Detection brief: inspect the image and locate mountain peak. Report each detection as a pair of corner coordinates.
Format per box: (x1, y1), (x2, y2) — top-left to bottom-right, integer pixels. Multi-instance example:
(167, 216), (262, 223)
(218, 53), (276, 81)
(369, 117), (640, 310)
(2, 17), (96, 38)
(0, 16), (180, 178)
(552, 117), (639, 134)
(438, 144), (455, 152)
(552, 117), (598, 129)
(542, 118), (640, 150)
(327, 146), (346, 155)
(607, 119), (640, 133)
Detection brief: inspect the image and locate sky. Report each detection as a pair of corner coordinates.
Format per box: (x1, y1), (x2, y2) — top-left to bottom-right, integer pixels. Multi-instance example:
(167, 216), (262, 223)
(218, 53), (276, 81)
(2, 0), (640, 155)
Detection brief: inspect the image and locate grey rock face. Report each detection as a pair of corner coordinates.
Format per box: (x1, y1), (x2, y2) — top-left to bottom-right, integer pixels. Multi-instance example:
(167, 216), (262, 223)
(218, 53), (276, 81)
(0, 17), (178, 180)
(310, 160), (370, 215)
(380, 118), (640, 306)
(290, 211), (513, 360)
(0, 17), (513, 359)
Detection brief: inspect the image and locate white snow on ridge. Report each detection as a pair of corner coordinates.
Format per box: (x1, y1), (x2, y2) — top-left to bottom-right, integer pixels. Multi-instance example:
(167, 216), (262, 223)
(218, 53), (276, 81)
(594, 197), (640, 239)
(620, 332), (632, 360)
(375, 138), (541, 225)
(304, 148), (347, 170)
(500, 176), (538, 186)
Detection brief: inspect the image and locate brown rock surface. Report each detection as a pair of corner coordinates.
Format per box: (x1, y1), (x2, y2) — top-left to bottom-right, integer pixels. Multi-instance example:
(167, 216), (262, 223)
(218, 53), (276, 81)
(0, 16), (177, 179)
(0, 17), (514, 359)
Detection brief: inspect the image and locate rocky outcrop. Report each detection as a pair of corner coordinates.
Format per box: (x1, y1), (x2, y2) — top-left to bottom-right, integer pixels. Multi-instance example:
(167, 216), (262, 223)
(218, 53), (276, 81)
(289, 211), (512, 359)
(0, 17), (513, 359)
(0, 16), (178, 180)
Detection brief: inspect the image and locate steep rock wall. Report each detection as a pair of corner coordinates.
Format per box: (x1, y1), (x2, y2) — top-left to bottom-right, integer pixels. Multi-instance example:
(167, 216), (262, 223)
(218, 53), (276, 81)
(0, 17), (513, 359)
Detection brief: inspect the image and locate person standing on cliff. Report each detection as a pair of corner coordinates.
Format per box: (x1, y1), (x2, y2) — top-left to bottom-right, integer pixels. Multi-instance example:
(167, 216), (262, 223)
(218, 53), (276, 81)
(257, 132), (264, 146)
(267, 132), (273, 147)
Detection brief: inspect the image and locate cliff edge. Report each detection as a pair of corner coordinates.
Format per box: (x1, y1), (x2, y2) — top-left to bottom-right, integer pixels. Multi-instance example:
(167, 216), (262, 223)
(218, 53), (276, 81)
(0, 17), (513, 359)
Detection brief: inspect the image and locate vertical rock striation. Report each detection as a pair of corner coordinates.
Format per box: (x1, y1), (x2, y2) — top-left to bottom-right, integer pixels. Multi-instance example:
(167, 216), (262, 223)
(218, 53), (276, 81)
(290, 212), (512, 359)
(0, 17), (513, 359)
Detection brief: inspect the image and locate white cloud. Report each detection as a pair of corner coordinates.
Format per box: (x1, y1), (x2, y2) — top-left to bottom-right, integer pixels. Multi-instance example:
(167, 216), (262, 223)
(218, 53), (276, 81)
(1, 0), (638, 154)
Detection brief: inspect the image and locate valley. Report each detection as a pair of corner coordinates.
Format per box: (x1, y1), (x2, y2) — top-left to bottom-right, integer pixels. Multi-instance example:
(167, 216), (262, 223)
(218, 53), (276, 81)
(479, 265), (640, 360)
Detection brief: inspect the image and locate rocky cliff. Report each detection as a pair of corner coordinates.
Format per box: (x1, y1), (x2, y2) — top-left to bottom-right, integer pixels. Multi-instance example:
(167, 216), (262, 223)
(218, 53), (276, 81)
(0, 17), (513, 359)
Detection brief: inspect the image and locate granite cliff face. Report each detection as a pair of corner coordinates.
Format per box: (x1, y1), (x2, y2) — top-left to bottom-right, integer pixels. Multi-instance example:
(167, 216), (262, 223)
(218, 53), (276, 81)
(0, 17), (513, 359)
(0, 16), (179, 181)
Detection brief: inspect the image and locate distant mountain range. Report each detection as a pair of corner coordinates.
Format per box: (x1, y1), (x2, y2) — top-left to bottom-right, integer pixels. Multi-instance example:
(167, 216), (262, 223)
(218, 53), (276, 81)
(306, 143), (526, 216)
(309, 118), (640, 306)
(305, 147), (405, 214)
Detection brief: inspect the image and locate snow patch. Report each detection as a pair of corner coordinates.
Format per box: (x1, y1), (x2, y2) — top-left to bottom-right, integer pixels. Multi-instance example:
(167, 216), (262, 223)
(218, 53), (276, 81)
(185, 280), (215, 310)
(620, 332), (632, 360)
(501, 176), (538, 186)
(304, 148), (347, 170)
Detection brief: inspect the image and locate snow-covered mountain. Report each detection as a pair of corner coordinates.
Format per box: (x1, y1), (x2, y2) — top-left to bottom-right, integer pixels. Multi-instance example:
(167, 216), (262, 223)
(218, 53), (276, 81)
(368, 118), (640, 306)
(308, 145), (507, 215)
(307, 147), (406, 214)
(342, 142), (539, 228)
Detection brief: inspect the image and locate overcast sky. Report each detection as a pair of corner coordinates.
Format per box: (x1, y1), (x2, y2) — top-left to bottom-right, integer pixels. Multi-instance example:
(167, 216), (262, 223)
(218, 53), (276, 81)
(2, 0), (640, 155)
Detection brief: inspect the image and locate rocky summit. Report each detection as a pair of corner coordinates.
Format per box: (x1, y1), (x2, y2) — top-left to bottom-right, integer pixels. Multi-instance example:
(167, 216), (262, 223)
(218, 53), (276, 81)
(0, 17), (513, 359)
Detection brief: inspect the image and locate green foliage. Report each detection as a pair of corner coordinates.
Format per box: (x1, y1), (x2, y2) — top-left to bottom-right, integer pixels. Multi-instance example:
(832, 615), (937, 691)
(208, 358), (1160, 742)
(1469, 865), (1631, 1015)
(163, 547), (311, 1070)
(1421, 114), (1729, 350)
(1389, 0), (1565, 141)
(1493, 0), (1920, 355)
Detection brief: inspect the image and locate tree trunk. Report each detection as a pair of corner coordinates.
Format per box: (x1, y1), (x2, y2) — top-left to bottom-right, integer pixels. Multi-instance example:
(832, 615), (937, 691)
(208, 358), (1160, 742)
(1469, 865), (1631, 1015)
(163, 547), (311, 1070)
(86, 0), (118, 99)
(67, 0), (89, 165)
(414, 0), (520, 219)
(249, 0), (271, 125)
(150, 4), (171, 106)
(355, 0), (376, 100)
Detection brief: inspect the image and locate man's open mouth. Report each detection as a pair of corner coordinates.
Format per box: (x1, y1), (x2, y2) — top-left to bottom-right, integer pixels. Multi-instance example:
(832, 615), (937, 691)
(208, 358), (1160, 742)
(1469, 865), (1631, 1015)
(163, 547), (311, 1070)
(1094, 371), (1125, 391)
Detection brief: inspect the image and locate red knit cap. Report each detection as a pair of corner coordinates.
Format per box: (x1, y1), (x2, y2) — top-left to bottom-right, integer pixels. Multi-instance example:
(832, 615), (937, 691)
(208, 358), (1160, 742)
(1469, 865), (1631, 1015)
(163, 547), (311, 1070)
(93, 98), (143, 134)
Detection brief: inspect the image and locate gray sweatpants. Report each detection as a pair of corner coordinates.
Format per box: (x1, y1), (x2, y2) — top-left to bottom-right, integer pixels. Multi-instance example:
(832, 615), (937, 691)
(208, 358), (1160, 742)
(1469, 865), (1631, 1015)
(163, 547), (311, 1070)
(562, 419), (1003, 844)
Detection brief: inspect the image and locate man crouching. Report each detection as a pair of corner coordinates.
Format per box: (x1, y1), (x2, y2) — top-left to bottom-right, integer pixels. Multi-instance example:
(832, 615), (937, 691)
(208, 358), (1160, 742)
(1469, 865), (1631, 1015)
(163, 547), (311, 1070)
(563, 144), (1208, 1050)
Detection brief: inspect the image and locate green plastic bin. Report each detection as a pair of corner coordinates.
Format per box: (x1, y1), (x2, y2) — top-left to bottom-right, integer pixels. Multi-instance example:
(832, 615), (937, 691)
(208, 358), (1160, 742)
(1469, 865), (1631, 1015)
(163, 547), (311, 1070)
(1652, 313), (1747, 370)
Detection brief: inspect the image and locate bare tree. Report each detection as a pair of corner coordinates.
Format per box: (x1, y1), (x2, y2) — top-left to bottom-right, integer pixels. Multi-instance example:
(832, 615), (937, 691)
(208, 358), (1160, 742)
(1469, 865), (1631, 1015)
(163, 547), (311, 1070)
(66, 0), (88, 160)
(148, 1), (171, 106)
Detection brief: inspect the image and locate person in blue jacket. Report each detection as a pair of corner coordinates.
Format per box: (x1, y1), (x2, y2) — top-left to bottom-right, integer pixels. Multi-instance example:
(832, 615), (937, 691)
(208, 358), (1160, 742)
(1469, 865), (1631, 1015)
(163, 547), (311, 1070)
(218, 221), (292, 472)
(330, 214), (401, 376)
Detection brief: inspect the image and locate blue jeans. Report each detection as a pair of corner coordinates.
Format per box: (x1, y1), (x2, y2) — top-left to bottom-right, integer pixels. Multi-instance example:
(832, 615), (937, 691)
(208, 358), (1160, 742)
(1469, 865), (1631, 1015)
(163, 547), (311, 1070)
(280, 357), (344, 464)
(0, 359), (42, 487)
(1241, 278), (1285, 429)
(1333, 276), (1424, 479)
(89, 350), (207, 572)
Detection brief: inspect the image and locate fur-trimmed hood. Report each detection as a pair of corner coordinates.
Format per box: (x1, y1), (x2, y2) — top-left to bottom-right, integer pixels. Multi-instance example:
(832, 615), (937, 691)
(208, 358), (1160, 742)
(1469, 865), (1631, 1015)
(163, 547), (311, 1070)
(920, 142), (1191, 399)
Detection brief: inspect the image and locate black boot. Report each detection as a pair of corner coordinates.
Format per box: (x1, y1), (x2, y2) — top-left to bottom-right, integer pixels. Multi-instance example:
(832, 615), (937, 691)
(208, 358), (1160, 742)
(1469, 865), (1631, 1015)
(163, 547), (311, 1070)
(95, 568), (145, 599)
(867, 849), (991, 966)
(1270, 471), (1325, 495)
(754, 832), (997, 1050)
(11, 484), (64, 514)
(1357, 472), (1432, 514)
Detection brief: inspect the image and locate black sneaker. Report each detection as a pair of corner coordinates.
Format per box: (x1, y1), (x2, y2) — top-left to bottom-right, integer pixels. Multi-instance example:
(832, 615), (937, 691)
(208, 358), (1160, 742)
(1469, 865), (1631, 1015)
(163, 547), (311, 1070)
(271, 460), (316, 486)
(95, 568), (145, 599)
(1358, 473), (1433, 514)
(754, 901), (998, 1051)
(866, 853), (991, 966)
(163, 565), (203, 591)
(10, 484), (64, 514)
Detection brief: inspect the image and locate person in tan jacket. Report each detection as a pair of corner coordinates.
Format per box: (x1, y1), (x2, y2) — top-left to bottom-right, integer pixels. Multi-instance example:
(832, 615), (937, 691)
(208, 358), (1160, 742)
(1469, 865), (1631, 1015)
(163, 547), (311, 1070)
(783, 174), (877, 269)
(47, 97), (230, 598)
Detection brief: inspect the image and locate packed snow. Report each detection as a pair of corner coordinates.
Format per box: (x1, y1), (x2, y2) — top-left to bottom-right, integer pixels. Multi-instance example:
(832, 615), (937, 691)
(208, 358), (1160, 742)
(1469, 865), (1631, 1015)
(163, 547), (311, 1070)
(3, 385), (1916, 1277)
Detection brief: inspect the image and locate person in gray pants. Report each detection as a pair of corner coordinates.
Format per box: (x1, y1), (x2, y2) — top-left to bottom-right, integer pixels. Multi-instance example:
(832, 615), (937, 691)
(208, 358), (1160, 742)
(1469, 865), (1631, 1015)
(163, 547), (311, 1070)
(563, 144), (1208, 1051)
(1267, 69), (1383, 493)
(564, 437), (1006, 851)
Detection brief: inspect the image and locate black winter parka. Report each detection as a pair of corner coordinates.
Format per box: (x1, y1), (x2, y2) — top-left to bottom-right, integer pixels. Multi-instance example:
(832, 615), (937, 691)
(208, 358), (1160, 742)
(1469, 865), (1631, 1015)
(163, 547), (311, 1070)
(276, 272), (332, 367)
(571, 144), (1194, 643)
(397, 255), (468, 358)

→ What the task asks
If a line in the records above contains the word "green", copy it.

→ Exercise answer
Detection brief: inspect the image and locate green foliage. Report each detection as a pair of corner coordinates.
Detection brief: inspect the image and locate green plastic bin. Report each detection as a pair of corner coordinates.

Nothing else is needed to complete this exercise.